YOUR GOAL:
One part of the entries below is wanted: the lines from the one containing "where the blue" through the one containing "the wooden chair". Write those out exactly and nothing else.

EXTRACTED MATERIAL:
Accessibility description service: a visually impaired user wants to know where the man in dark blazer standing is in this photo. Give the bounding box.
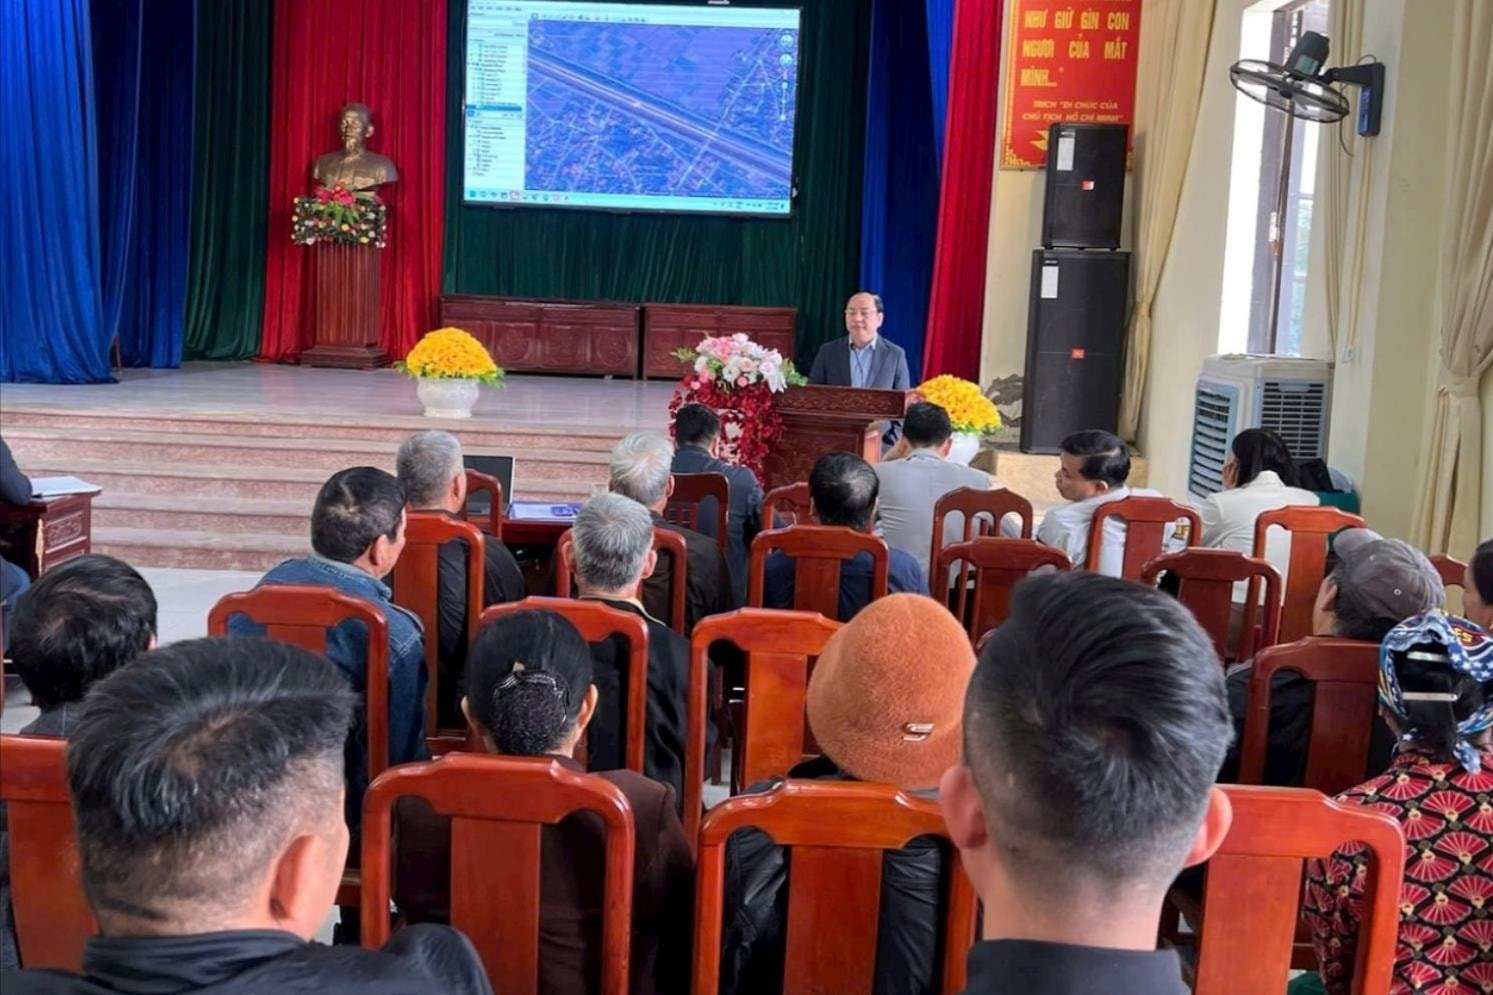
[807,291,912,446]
* * *
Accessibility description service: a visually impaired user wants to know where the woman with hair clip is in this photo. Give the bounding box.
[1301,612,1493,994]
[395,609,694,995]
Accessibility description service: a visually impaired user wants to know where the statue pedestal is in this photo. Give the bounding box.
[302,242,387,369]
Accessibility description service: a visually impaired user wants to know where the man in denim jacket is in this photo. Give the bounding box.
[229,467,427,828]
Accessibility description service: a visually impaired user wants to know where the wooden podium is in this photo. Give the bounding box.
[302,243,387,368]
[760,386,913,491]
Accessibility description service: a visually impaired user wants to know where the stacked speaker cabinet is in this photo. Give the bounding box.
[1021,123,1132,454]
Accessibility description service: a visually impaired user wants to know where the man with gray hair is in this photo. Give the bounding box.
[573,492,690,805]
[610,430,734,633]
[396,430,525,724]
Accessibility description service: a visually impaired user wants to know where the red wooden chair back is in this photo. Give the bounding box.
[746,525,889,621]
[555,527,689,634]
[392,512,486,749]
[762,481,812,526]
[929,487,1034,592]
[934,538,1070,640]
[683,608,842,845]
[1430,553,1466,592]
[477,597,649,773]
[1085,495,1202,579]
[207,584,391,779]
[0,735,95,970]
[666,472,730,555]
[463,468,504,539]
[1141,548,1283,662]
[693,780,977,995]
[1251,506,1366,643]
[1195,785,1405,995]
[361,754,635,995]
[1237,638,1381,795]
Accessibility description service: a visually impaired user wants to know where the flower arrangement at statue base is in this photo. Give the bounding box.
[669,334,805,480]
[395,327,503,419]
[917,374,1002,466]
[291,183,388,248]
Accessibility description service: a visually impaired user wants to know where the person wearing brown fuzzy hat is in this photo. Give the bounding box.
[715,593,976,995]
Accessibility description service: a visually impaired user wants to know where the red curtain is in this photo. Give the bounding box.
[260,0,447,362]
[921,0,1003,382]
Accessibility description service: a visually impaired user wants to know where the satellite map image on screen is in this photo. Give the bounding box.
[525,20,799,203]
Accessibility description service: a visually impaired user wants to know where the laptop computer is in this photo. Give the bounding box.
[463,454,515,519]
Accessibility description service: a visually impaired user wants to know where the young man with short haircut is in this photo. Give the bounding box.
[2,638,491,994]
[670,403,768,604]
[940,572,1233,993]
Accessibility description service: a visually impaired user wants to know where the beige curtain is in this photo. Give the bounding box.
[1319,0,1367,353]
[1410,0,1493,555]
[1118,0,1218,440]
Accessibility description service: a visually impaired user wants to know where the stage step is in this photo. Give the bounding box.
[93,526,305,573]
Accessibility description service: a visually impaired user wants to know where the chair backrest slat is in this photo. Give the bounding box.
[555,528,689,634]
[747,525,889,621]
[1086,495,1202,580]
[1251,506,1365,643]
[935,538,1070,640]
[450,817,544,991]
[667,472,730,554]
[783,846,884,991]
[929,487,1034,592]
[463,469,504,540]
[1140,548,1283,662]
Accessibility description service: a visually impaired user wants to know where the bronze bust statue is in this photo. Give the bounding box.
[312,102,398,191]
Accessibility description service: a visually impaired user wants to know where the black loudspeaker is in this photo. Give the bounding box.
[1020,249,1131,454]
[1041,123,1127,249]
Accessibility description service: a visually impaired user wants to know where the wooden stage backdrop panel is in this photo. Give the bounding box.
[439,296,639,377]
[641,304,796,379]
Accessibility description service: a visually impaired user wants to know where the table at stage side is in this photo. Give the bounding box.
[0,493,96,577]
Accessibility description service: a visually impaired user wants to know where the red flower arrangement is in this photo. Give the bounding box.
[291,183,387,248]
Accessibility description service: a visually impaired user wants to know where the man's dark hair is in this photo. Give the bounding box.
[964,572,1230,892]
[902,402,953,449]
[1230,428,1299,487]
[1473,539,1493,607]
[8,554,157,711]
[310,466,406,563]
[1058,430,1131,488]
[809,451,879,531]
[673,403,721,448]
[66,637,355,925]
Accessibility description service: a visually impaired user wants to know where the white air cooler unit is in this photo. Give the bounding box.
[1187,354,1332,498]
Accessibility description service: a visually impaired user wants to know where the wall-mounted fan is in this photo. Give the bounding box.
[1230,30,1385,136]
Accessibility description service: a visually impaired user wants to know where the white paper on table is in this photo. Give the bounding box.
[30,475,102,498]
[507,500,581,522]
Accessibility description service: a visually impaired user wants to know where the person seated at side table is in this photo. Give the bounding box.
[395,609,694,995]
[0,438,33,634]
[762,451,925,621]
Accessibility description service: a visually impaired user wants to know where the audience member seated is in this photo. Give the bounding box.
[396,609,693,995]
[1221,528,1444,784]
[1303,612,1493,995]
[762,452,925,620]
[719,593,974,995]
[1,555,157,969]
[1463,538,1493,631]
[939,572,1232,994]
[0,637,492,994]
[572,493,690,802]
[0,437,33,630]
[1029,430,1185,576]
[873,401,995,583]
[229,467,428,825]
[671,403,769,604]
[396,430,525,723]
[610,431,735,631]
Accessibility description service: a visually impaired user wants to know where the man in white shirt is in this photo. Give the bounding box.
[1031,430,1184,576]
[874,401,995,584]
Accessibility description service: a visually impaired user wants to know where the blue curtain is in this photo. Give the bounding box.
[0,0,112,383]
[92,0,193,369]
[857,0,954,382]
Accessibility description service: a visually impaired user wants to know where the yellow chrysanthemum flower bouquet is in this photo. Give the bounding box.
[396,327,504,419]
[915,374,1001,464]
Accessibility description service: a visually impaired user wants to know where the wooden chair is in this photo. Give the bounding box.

WRITTEN SOLUTION:
Accessibility description service: a visually impaired user wants to know where the blue curtain is in this photo. Give the bounding box.
[0,0,112,383]
[92,0,193,369]
[857,0,954,382]
Accessibility description service: a visually impaired user wants to know where the yellow chrysanthemum flower bouquet is in this photo. Give the bounding box.
[396,327,504,419]
[915,374,1001,464]
Accessibility description service: a visually impaired user wants to know where the wooden chair is in this photo. Give the bounding box.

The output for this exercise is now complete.